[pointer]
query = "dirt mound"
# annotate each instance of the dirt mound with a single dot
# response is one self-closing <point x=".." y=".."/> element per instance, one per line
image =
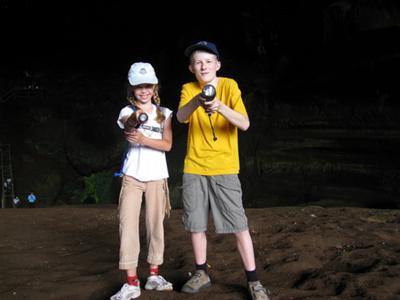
<point x="301" y="252"/>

:::::

• _Written problem_: Retype every line of the records above word for word, leaving the pictures out of your answer.

• _Answer to the task_:
[pointer]
query = "dirt mound"
# annotate each instance of the dirt mound with a single dot
# response is one self-closing <point x=".." y=".."/> element per instance, one per line
image =
<point x="301" y="252"/>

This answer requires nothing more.